Starting with the line that contains "Please mark every red front" and going on through the last of the lines, write out every line again, requests included, with each bounding-box coordinate in the answers scaled by 1.05 and rounded to a whole number, halves rounding up. Leave the numbers in the requests, including their format samples, unchanged.

### Given entries
>>

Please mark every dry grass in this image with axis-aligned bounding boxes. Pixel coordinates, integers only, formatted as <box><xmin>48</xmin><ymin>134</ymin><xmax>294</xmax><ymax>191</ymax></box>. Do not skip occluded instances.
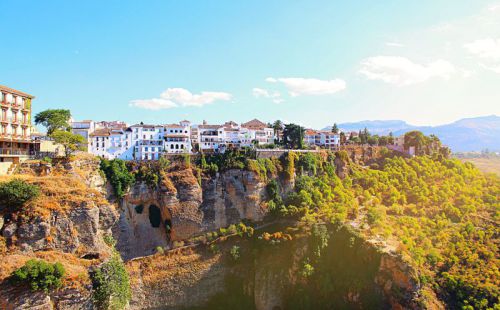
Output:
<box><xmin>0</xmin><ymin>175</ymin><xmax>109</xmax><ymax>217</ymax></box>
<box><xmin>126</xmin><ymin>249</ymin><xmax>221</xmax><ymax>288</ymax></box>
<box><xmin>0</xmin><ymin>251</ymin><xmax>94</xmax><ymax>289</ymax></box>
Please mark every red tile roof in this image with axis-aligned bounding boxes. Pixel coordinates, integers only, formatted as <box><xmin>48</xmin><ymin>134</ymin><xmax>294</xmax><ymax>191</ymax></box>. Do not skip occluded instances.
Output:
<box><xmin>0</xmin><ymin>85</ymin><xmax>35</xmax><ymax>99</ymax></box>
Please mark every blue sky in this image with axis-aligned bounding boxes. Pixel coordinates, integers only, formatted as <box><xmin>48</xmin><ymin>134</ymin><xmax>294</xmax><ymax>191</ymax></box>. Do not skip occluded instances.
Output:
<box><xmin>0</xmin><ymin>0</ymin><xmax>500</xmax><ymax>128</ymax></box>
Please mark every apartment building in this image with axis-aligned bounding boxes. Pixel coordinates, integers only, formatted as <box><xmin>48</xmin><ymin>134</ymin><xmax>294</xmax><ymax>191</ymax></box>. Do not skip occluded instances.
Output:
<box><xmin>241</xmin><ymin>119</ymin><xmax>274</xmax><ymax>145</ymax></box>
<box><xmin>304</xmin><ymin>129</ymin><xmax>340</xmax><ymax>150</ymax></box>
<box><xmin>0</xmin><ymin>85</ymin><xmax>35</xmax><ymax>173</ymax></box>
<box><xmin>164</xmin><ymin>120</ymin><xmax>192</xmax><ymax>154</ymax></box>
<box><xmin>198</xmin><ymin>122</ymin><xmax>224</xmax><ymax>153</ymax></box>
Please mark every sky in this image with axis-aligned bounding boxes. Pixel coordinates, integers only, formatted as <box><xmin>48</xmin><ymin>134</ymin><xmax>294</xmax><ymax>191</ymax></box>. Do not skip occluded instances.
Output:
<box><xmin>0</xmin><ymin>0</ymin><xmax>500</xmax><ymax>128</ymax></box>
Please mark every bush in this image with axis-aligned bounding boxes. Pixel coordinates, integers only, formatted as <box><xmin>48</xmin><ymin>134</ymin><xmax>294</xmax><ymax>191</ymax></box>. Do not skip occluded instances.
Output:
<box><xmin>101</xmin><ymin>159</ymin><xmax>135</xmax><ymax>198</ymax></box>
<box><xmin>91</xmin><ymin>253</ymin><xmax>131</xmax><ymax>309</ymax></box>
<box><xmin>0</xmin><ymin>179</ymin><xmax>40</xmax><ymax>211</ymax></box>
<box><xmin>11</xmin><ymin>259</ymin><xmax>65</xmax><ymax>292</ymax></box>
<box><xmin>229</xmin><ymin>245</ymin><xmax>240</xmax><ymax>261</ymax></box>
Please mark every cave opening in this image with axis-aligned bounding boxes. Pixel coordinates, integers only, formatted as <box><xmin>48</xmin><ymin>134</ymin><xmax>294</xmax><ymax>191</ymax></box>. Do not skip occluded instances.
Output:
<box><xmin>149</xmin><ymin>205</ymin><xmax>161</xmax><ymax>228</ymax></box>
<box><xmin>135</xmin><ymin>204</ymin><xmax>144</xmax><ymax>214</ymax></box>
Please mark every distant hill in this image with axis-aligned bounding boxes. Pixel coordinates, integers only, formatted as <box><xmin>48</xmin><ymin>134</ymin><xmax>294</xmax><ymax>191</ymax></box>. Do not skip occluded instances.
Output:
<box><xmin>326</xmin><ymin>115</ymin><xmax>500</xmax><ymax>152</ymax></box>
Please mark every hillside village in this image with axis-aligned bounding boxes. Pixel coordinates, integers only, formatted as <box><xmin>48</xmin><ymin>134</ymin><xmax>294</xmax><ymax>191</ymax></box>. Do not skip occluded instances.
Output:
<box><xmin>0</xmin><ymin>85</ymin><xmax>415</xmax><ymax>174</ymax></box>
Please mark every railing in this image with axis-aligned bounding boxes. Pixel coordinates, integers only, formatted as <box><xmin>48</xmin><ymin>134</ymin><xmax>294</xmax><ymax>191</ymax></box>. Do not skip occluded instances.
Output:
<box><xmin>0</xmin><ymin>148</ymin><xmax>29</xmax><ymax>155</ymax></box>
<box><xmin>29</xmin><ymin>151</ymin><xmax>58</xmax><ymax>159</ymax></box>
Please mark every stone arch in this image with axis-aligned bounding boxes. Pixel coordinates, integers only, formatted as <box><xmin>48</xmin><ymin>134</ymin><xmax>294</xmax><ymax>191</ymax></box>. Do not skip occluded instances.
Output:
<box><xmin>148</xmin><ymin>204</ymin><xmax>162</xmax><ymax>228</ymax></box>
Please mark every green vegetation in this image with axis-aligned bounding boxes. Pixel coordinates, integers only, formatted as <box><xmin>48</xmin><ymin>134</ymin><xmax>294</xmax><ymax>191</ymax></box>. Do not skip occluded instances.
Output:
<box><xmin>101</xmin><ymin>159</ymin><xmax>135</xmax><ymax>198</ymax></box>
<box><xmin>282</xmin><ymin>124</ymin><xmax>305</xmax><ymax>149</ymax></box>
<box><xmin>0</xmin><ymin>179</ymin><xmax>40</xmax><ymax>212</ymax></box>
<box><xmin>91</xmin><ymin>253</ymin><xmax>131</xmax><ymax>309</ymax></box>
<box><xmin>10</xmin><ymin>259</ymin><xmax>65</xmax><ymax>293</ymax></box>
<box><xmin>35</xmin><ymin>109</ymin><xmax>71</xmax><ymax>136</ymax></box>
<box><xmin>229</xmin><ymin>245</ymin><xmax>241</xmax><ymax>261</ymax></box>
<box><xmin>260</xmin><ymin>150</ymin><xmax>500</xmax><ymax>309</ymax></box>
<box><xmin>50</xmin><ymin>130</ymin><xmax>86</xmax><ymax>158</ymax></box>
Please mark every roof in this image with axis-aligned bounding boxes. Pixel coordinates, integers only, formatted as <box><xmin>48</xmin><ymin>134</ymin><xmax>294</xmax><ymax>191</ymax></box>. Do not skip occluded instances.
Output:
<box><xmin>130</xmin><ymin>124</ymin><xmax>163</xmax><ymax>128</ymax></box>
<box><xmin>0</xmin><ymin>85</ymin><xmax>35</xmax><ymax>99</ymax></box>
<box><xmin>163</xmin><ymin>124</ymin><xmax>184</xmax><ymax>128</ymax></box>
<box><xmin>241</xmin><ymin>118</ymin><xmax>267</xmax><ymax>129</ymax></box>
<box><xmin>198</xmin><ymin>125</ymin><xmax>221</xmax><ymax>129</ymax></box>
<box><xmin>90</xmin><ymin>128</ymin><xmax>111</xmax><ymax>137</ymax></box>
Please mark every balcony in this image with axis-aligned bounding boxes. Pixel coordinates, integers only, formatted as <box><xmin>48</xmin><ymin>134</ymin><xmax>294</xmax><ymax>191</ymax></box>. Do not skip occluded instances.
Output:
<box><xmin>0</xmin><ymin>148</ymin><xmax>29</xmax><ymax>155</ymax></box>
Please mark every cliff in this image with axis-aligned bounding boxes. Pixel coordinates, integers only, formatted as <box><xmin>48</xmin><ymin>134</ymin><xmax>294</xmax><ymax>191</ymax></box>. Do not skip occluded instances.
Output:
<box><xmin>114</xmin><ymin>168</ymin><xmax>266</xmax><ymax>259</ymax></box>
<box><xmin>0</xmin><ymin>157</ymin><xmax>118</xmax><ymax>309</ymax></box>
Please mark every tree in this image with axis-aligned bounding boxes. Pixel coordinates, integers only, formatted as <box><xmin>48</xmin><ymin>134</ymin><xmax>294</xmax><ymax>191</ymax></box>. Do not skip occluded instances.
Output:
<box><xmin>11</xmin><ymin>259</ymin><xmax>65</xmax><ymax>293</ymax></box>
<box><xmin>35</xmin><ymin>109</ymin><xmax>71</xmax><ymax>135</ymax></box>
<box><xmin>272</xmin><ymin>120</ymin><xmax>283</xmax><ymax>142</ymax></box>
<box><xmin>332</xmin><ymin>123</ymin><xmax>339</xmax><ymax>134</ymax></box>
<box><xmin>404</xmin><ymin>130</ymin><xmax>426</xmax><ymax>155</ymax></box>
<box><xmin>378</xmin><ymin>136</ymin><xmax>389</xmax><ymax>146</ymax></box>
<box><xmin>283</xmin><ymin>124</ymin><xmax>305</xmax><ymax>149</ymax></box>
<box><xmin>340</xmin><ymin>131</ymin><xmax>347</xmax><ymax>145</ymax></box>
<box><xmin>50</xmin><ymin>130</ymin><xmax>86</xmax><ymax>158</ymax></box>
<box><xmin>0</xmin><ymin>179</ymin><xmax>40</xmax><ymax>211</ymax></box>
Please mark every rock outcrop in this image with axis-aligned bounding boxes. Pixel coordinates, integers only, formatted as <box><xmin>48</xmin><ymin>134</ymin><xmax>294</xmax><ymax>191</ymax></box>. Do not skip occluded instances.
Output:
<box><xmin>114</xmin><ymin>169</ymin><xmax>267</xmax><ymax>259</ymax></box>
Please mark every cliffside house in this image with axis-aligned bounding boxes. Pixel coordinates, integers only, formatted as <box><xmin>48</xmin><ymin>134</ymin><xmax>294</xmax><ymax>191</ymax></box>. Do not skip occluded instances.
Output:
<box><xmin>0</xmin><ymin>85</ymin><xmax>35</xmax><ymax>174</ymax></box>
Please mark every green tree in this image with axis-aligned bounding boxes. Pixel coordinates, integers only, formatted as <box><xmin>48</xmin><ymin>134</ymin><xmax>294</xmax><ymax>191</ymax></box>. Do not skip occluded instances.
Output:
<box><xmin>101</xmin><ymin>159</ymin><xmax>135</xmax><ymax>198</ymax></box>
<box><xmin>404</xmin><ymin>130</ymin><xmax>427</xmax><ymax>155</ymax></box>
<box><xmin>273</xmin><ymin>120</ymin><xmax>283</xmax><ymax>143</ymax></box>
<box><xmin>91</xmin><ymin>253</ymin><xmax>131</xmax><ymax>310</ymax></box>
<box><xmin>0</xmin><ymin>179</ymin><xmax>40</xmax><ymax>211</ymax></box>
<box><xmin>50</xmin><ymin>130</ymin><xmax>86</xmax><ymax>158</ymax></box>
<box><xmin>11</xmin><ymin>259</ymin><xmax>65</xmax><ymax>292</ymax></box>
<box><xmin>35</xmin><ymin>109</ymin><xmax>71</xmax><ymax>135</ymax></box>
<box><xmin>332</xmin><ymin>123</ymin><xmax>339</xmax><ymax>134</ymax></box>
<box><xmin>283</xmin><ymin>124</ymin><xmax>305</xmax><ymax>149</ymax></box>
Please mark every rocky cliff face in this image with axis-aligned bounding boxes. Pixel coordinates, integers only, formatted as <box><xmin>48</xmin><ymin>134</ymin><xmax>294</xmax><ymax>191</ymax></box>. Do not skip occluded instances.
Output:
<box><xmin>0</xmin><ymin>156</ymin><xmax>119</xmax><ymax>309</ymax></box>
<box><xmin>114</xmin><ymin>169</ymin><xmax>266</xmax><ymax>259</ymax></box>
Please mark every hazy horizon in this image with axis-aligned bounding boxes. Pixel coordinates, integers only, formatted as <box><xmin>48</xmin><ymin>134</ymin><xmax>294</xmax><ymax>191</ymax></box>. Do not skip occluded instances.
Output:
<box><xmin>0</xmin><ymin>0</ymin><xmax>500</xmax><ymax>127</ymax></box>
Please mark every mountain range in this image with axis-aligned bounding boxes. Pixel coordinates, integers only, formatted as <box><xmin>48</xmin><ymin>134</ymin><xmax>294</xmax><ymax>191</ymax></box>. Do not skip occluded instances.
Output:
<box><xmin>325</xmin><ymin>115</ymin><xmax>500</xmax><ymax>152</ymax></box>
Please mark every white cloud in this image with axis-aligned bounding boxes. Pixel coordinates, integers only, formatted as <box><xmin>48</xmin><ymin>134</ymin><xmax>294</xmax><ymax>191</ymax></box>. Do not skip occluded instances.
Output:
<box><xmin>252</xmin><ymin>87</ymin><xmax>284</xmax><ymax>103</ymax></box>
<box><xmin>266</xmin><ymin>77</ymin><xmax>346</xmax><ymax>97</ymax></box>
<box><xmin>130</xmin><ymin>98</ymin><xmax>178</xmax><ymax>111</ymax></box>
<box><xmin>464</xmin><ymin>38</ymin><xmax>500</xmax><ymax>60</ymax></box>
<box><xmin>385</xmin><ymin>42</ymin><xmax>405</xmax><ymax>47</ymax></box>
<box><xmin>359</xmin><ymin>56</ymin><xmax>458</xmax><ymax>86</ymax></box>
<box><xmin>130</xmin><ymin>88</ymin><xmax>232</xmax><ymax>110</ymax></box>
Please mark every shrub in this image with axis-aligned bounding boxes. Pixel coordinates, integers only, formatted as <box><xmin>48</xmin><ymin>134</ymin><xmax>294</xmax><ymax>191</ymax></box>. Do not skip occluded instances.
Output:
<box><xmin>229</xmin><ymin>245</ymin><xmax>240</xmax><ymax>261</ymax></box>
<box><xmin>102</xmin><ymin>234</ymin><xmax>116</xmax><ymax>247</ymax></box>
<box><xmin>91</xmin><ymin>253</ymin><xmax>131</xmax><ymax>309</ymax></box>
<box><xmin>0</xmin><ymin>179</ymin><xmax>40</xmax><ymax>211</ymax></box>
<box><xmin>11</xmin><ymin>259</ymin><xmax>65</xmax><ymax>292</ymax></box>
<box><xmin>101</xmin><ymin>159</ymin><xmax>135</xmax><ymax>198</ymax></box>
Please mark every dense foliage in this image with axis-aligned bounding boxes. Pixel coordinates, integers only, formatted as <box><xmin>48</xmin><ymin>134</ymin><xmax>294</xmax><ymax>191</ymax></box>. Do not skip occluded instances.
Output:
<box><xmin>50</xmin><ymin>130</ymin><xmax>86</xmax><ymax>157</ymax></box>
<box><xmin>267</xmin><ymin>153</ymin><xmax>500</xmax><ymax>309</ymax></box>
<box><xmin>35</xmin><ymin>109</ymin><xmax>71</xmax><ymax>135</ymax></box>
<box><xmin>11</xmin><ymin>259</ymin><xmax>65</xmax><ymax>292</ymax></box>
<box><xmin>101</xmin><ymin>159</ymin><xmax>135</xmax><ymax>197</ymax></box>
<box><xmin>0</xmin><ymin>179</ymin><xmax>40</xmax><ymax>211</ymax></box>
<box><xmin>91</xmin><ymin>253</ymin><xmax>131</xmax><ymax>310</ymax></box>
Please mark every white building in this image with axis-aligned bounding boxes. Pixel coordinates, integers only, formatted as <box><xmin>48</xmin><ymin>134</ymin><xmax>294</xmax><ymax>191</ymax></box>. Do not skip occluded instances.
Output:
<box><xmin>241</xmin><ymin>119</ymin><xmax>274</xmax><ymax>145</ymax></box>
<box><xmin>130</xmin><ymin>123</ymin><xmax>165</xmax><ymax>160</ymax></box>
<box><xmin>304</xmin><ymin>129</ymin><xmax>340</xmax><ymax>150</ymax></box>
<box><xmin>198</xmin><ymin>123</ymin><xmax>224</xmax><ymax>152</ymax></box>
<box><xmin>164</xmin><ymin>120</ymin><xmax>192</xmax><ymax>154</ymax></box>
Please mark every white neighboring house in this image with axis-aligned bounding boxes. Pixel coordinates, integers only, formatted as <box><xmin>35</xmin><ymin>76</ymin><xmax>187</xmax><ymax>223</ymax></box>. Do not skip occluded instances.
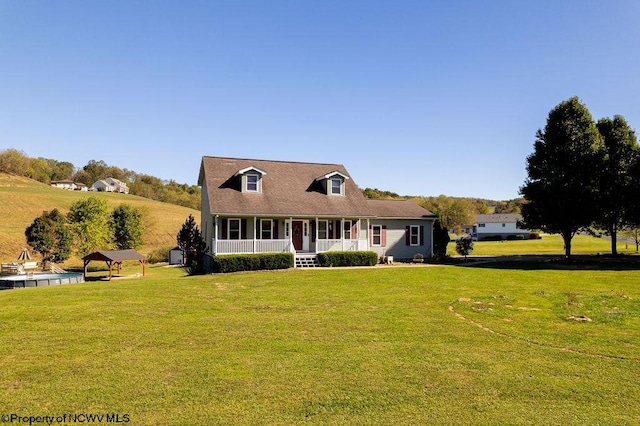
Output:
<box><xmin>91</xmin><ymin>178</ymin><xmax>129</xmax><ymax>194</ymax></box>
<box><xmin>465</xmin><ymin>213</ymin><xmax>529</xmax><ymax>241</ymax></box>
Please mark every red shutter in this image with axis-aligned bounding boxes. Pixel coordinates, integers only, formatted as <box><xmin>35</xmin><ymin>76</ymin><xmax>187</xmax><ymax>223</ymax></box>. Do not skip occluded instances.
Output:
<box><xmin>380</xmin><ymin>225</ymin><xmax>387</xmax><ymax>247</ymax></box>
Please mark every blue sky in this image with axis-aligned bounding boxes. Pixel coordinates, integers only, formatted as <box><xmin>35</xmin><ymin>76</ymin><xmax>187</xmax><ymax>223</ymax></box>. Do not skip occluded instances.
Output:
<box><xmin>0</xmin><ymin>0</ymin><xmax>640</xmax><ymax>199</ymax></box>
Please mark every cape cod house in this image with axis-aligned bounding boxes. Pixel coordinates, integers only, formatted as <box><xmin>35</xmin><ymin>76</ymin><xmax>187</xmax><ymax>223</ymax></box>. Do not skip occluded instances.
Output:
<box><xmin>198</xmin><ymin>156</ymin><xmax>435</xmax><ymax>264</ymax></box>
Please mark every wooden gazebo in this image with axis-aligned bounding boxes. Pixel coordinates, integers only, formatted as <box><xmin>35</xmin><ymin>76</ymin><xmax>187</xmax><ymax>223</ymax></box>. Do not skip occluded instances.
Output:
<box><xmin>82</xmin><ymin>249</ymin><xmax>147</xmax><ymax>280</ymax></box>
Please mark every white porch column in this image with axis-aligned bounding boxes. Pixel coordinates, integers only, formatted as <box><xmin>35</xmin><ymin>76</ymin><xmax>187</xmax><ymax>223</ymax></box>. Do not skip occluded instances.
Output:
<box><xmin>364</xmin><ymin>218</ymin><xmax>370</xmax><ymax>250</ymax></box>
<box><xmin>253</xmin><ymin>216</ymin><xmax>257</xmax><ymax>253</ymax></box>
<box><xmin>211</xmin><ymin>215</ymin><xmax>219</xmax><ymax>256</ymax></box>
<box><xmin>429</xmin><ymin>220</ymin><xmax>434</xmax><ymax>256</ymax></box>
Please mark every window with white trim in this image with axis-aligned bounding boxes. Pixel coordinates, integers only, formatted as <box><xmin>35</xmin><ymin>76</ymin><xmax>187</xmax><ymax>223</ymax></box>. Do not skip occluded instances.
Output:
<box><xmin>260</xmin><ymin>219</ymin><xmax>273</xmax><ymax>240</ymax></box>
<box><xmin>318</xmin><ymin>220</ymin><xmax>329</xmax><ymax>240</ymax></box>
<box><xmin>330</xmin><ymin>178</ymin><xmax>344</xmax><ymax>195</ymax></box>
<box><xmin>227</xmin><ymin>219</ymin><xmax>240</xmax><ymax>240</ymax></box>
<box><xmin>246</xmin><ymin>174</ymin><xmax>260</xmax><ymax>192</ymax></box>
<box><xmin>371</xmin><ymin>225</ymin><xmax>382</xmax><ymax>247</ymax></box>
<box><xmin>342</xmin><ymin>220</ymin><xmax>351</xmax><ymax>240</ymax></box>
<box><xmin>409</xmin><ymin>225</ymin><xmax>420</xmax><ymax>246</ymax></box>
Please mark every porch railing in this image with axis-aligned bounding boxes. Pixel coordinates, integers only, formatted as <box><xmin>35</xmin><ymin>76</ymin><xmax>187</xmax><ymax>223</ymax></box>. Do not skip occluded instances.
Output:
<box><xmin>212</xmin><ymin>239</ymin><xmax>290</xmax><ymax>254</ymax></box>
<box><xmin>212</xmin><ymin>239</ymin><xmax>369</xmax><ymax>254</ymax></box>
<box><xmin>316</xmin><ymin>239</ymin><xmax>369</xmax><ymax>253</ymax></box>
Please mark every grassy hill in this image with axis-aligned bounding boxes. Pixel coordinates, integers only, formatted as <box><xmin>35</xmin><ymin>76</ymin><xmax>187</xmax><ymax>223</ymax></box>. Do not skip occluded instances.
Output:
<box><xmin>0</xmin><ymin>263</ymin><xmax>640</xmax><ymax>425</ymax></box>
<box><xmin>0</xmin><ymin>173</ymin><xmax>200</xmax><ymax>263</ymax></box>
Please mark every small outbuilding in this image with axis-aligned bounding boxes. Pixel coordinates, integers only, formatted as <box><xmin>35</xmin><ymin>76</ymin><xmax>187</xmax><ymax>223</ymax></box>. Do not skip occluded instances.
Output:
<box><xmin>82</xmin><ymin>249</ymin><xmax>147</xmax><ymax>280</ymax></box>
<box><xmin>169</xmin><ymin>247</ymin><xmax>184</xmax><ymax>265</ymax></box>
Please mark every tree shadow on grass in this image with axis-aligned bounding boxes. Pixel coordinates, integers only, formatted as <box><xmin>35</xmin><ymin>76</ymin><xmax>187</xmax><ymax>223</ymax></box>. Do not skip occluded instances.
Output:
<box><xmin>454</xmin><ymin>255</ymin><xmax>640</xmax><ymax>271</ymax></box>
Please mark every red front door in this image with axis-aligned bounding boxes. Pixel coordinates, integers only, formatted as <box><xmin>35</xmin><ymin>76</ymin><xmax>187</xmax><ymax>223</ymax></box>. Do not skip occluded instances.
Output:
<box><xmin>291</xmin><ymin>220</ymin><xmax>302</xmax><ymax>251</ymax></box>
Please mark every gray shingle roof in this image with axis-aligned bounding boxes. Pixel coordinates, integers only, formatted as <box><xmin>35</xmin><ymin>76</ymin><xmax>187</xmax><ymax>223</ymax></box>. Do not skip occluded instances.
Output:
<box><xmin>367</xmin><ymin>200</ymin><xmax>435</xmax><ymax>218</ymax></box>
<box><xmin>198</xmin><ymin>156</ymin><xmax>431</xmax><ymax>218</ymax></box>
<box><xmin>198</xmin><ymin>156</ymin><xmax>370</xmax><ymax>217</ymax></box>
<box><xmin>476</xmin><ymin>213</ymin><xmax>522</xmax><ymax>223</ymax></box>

<<

### Written answer
Please mark every red front door in this image with axis-aligned bounding boxes. Pixel coordinates, integers only, formatted as <box><xmin>35</xmin><ymin>76</ymin><xmax>187</xmax><ymax>223</ymax></box>. Do not skip occluded instances.
Output:
<box><xmin>306</xmin><ymin>231</ymin><xmax>317</xmax><ymax>264</ymax></box>
Please mark every gray shingle roof in this image with axis-aligned bounding boxes. Pixel coordinates, integers only, formatted as <box><xmin>35</xmin><ymin>76</ymin><xmax>187</xmax><ymax>223</ymax></box>. Do not skip occluded instances.
Output:
<box><xmin>385</xmin><ymin>210</ymin><xmax>457</xmax><ymax>229</ymax></box>
<box><xmin>208</xmin><ymin>164</ymin><xmax>453</xmax><ymax>229</ymax></box>
<box><xmin>208</xmin><ymin>164</ymin><xmax>389</xmax><ymax>228</ymax></box>
<box><xmin>500</xmin><ymin>224</ymin><xmax>548</xmax><ymax>234</ymax></box>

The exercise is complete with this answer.